Problems and tasks -
1. Can you sum up the section on weaknesses of the native Windows tools in two sentences?
2. Could you write the next part of the section on weaknesses of the native Windows tools, picking up after its final sentence?

Text section -
BEGIN

Weaknesses of the Native Tools

Although I think Microsoft has provided some great underlying technologies in things like event logs and performance counters, the tools they provide to work with those are pretty basic. In order to decide if a replacement tool is suitable, we need to see if it can correct these weaknesses:

  • Non‐centralized—Windows' tools are per‐server, and when you're talking about AD, you're talking about an inherently distributed system than functions as a single, complicated unit. We need tools that can bring diagnostic and performance information together into a single place.
  • Raw data—Windows' tools really just provide GUI access to underlying raw data, either in the form of events or performance counters or whatever. That's really suboptimal. What we want is something to translate that data into English, tell us what it means, and possibly provide intelligence around it—which is a lot of what SCOM offers, really.
  • Limited data—Windows' tools collect the information available to them through native diagnostic and performance technologies—and that's it. There are certainly instances when we might want more data, especially more‐specific data that deals with AD and its unique issues.
  • Generic—Windows' tools are pretty generic. The Event Viewer and Performance Monitor, for example, aren't AD‐specific. But an AD‐specific tool could go a long way in making both monitoring and troubleshooting easier because it could present information in a very AD‐centric fashion.

END

Recorded information -

BEGIN

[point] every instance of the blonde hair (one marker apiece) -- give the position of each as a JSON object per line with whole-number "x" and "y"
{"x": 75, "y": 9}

END

Exercise results -
1. Microsoft's native tools for working with event logs and performance counters are fairly basic, and a suitable replacement tool must correct their weaknesses. Those tools work per-server instead of bringing information into one place, show only raw data without translating or explaining it, collect only what native diagnostic and performance technologies provide, and are generic instead of AD-specific.

2.
Ways to Address Native Weaknesses

There are a few ways that vendors work to address these weaknesses:

  • Centralization—Bringing data together into one place is almost the first thing any vendor seeks to address when building a toolset. Even Microsoft did this with SCOM.
  • Intelligence—Translating raw data into processed information—telling us if something is "good" or "bad," for example—is one way a tool can add a great deal of value. Prescriptive advice, such as providing advice on what a particular event ID means and what to do about it, is also useful. This kind of built‐in "knowledge base" is a major selling point for some tool sets.
  • More data—Some tools either supplement or bypass the native data stores and collect more‐detailed data straight from the source. This might involve tapping into LDAP APIs, AD's internal APIs, and so forth.
  • Task‐specific—Tools that are specifically designed to address AD monitoring can often do so in a much more helpful way than a generic tool can. Replication topology maps, data flow dashboards, and so forth all help us focus on AD's specific issues.

Vendors in this Space

There are a lot of players in this space. A lot a lot. Some of the major names include:

  • Quest
  • ManageEngine
  • Microsoft
  • Blackbird Management Group
  • NetIQ
  • IBM
  • NetPro (which was purchased by Quest)

Most of these vendors offer tools that address native weaknesses in a variety of ways. Some utilize underlying native technologies (event logs, performance counters, and so forth) but gather, store, and present the data in different ways. Others bypass these native technologies entirely, instead plugging directly into AD's internals to gather a greater amount of information, different information, and so forth.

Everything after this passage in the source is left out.